(Dataset entries)
>> start
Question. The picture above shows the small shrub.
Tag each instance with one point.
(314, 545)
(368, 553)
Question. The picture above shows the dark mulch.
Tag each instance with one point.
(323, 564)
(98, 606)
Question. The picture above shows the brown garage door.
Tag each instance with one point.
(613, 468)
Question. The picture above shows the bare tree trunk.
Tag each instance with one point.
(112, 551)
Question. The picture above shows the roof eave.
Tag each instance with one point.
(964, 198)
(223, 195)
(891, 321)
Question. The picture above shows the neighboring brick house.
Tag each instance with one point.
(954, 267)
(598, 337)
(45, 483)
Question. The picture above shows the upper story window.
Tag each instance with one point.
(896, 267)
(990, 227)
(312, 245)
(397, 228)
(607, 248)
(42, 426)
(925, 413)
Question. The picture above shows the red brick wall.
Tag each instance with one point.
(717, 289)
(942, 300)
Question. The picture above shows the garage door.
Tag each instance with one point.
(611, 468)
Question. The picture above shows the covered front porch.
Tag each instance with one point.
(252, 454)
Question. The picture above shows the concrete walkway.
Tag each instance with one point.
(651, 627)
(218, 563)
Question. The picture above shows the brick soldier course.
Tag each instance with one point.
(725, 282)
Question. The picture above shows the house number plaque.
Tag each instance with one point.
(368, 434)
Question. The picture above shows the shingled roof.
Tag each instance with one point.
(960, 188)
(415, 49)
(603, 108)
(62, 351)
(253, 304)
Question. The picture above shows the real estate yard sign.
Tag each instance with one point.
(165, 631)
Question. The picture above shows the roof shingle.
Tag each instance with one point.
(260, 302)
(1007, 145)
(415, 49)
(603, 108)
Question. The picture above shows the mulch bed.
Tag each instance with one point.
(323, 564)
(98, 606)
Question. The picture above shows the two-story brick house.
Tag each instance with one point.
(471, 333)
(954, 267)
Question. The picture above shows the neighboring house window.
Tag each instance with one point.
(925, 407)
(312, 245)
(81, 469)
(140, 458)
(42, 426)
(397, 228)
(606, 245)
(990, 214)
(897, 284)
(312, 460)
>> end
**WORK TO DO**
Set down, word for word, every line from the line that holds "Question. The picture above shows the shingled" to the end of the entries above, including both ends.

**WRITTEN REPLY**
Question. The picture above shows the shingled roof.
Tag each instance with one point.
(960, 188)
(415, 49)
(603, 108)
(62, 351)
(253, 304)
Question. The picture above shows the real estate yard sign.
Tag each instance with one point.
(165, 631)
Question. The picture above shows the roof shingle.
Tag each instance with one point.
(260, 302)
(1007, 145)
(415, 49)
(603, 108)
Question. The picture above shows the mulch bed.
Tag each instance with one point.
(323, 564)
(98, 606)
Question. The picture above shows the two-story brick house.
Tag each instance with one point.
(471, 333)
(954, 267)
Question. The picture above shows the neighboring house window.
Tag each instance with one point.
(925, 407)
(312, 245)
(81, 469)
(140, 458)
(42, 426)
(397, 228)
(606, 245)
(990, 214)
(897, 284)
(312, 460)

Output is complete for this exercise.